What the task requires:
All lines from the one containing "[pin] ear (one" through the end of the entries below should appear in the answer exactly, with no others.

---------- Data in this exercise ----------

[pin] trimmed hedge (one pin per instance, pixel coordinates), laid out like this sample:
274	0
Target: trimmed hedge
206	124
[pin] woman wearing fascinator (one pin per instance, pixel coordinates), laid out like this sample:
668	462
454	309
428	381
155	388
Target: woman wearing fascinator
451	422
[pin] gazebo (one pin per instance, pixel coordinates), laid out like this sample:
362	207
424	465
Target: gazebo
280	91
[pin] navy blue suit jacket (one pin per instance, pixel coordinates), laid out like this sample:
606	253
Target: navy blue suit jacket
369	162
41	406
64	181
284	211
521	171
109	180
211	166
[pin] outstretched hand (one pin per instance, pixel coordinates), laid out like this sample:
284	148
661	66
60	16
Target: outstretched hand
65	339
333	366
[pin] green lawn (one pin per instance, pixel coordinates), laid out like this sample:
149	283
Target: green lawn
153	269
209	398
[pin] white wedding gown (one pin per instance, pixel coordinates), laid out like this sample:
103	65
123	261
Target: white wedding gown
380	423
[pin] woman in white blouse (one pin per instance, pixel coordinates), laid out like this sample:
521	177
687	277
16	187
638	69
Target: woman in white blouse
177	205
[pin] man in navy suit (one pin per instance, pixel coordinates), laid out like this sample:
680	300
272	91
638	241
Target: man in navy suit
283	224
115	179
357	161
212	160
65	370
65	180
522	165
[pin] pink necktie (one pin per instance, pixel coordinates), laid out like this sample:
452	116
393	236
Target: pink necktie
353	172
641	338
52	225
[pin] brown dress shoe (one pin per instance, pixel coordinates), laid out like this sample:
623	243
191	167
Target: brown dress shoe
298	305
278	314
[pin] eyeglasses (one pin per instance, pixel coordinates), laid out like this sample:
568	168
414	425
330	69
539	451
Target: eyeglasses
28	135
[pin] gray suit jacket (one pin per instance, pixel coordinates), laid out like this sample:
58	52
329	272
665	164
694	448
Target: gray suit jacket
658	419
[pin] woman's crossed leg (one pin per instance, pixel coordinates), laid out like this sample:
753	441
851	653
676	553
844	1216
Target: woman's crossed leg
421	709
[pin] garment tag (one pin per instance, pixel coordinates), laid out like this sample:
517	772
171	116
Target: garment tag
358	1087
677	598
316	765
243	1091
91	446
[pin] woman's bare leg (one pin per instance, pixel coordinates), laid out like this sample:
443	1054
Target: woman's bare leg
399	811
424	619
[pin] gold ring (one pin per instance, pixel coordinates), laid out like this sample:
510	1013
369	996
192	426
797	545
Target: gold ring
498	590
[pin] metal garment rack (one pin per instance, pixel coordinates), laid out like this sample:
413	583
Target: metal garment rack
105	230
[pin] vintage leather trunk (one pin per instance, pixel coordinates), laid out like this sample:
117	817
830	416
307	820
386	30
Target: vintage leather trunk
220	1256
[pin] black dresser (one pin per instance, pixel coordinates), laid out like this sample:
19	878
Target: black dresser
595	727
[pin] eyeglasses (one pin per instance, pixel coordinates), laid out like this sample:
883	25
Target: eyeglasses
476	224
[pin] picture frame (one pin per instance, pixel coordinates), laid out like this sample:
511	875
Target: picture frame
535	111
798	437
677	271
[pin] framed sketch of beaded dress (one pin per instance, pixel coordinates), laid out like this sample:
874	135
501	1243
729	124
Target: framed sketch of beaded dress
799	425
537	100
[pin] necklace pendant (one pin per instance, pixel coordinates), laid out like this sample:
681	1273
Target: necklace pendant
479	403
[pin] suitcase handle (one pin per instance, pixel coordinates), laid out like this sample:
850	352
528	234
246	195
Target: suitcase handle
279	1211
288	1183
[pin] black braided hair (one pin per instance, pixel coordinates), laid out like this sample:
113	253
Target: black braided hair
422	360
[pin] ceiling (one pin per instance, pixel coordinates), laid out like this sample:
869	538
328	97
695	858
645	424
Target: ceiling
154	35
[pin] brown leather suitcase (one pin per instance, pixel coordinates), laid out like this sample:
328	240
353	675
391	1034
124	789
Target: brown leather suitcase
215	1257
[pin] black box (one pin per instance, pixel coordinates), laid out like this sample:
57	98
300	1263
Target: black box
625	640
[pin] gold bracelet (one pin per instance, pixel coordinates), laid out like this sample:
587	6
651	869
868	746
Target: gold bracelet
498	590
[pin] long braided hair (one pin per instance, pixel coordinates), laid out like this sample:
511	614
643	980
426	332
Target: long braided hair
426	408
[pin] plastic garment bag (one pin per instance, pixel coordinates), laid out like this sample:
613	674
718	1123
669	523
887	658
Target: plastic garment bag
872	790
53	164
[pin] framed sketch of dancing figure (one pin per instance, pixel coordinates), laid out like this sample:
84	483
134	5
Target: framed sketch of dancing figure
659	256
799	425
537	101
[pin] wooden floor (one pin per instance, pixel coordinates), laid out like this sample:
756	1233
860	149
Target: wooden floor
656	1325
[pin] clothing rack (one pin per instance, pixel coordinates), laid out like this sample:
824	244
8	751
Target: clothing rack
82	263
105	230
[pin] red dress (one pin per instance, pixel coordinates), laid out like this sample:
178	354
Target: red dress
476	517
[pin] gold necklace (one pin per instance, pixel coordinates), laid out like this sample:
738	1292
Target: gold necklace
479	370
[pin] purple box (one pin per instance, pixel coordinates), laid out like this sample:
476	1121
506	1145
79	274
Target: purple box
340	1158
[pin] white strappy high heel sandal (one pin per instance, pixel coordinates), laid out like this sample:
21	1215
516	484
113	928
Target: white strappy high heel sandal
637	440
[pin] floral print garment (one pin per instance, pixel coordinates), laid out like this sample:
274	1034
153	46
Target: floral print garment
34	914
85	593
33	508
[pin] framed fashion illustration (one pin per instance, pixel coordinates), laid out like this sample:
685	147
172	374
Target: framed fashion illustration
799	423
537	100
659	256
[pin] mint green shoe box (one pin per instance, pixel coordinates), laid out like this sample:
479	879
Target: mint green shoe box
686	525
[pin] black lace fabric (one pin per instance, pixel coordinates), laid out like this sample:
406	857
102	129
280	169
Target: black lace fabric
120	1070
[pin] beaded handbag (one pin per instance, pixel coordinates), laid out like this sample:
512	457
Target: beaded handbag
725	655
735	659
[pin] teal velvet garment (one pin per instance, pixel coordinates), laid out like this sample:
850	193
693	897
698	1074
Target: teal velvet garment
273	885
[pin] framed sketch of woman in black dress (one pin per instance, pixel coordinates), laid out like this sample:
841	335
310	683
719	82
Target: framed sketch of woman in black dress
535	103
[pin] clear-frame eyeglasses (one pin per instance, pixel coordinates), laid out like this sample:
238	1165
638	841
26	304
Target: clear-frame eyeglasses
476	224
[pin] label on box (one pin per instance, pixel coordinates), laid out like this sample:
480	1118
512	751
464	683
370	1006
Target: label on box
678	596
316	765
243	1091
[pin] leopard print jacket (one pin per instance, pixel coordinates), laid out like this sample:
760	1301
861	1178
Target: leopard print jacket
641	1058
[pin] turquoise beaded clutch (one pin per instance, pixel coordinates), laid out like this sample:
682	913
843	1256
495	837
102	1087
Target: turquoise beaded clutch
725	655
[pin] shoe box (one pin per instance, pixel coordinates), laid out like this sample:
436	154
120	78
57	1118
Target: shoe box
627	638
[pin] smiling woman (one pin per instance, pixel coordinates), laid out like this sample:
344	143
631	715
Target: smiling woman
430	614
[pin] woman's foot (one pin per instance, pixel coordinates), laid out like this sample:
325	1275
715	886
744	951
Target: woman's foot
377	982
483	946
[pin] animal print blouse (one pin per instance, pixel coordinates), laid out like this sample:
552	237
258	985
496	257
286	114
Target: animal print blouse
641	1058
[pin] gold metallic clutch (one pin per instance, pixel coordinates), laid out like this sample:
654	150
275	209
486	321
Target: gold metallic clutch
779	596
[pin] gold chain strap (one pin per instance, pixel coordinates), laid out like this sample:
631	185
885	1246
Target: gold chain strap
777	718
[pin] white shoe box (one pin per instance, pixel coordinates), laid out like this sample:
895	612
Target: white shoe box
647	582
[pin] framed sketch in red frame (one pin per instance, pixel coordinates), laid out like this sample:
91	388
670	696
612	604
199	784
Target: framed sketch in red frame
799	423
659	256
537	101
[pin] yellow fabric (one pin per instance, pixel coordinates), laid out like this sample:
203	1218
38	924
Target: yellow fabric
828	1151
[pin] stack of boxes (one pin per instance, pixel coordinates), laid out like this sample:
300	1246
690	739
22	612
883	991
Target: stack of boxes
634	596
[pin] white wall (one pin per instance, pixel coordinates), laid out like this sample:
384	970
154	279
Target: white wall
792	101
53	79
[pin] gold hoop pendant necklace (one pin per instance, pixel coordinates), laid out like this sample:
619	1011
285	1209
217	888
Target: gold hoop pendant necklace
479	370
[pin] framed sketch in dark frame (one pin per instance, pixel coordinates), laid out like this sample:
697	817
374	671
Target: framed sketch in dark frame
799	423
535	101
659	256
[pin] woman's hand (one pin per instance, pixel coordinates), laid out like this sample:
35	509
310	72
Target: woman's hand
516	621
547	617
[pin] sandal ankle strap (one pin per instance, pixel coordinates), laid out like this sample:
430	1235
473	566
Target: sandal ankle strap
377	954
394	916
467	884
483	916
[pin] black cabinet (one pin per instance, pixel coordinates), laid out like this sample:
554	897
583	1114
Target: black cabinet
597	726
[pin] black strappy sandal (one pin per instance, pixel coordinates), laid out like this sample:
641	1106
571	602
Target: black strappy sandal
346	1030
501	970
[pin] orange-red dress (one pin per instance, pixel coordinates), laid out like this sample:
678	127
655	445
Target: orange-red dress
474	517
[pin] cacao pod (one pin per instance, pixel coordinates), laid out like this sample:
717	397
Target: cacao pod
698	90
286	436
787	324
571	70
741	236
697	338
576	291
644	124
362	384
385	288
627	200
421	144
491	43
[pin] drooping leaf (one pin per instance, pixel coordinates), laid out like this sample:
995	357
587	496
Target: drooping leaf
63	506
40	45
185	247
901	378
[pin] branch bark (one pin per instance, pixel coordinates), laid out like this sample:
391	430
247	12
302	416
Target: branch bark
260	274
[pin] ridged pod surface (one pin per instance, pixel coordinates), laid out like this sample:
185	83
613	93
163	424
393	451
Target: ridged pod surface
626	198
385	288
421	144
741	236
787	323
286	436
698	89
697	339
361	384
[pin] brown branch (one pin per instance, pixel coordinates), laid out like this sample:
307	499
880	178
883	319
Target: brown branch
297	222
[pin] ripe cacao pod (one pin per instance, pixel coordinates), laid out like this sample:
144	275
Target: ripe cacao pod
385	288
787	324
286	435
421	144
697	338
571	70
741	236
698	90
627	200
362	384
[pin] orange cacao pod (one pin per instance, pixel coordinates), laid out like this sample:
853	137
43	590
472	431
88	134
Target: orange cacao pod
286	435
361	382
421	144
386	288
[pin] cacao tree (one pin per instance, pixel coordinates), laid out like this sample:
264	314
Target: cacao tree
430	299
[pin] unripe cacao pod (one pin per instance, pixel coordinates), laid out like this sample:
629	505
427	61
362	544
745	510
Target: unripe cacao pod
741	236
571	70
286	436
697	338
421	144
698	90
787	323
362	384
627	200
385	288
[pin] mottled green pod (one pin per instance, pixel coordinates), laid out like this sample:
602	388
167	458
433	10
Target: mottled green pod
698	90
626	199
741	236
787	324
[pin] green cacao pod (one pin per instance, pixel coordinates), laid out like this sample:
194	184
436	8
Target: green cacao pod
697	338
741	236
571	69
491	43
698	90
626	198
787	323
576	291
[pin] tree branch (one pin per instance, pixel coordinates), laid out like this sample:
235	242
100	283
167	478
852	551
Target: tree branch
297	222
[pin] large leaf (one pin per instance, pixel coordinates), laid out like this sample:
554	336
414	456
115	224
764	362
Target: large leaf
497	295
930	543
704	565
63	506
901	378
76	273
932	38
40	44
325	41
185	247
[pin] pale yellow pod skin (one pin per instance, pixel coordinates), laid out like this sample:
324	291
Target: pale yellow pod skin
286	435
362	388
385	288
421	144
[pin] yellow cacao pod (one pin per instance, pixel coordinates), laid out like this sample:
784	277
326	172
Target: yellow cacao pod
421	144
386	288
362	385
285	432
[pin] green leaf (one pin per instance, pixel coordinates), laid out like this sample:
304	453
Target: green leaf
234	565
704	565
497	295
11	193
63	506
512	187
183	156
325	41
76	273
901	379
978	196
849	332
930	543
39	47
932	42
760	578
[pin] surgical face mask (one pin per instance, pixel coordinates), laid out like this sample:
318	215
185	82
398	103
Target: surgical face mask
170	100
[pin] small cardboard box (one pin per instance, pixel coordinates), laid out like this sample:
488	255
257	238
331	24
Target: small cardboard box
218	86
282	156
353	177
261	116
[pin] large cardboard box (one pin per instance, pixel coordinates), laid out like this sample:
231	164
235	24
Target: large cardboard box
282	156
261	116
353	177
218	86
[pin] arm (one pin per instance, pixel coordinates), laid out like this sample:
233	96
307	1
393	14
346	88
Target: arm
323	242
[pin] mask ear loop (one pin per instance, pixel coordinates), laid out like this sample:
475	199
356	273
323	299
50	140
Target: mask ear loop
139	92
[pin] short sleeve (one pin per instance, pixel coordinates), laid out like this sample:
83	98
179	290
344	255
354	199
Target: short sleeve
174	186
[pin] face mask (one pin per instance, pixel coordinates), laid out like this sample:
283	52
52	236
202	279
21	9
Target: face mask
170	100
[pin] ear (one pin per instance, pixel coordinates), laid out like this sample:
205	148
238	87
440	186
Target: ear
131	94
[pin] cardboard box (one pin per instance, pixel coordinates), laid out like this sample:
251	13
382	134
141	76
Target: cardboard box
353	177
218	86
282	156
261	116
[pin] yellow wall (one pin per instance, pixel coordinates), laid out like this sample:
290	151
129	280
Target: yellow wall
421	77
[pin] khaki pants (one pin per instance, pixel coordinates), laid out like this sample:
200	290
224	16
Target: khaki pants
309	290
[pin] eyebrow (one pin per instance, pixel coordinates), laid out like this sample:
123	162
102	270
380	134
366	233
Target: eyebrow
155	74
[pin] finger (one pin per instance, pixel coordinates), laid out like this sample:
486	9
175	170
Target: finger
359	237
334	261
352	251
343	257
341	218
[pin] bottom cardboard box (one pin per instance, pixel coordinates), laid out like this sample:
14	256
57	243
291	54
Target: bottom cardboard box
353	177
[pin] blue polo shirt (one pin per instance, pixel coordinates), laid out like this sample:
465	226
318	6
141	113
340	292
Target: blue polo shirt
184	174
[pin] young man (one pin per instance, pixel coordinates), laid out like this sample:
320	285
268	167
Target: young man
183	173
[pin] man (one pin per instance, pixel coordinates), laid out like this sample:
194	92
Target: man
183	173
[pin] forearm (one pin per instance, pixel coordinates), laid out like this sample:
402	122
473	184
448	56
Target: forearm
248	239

----------

Response to the exercise:
[pin] ear (one pin per instance, pixel coordinates), laid out like this sample:
205	148
238	87
440	186
Target: ear
131	94
[pin] cardboard box (one pin per instance, pixel coordinates), laid out like this sample:
251	13
382	134
141	76
Target: cardboard box
353	177
218	86
282	156
261	116
[pin] yellow wall (one pin per instance, pixel coordinates), laid out like this sample:
290	151
129	280
Target: yellow wall
421	77
[pin] khaki pants (one pin per instance, pixel coordinates), laid out like this sample:
200	290
224	16
Target: khaki pants
309	290
[pin] eyebrow (one pin per instance, pixel coordinates), laid out like this sample:
123	162
102	270
380	134
366	233
Target: eyebrow
155	74
[pin] finger (one pin per instance, pixel coordinates), laid out like this sample:
486	9
175	170
Target: finger
359	237
334	261
352	251
343	257
341	218
[pin] bottom cardboard box (one pin per instance, pixel coordinates), laid out like this sample:
14	256
57	243
291	54
Target: bottom cardboard box
353	177
[pin] blue polo shirt (one pin per instance, pixel coordinates), laid out like this sample:
465	226
318	6
141	113
340	292
Target: blue polo shirt
184	174
[pin] young man (one pin per instance, pixel coordinates), laid out like this sample:
320	285
268	167
Target: young man
183	173
[pin] man (one pin per instance, pixel coordinates), laid out like this sample:
194	92
Target: man
183	173
[pin] forearm (one pin per instance, pixel coordinates), laid out like this sample:
402	122
473	184
448	56
Target: forearm
248	239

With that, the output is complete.